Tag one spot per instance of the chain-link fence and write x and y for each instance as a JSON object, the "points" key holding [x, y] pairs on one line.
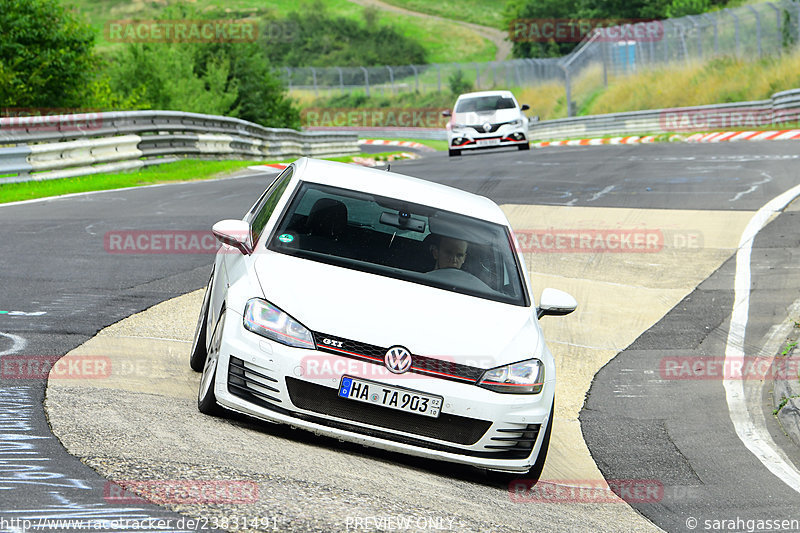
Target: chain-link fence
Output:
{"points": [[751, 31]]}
--
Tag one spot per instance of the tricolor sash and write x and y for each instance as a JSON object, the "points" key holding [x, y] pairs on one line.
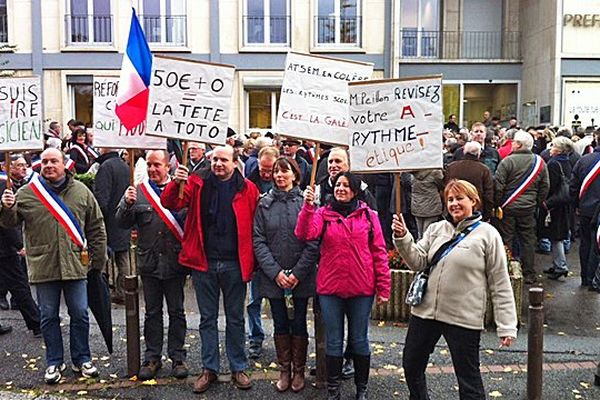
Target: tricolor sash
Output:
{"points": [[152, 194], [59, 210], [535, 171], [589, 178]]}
* * *
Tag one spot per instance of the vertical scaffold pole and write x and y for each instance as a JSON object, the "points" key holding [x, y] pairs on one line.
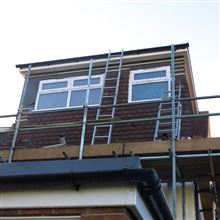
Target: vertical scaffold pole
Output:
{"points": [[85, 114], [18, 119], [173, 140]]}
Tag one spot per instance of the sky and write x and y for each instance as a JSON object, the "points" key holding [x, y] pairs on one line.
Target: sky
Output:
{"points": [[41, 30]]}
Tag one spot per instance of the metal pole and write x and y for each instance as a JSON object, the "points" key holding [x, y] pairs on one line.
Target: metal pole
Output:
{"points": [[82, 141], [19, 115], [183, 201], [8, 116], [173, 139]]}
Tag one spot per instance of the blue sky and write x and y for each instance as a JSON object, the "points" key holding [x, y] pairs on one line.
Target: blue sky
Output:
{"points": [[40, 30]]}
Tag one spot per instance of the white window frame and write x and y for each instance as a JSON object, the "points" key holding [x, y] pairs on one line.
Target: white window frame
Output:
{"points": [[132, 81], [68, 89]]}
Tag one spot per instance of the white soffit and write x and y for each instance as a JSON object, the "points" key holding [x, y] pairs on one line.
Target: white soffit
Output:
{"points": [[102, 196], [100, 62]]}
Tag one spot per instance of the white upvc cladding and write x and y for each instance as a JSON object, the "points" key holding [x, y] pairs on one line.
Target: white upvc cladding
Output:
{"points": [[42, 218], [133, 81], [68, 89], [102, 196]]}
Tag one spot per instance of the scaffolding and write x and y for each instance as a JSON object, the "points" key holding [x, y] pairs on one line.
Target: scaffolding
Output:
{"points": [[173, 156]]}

** Task to complete **
Report every line in the items above that contains the word "frame", reproducing each such line in full.

** Result of the task **
Tag one spot per instance of the white window frame and write x and y for each instance as a JSON object, the "points" key holding [x, y] pairs on one line.
Target: white window frame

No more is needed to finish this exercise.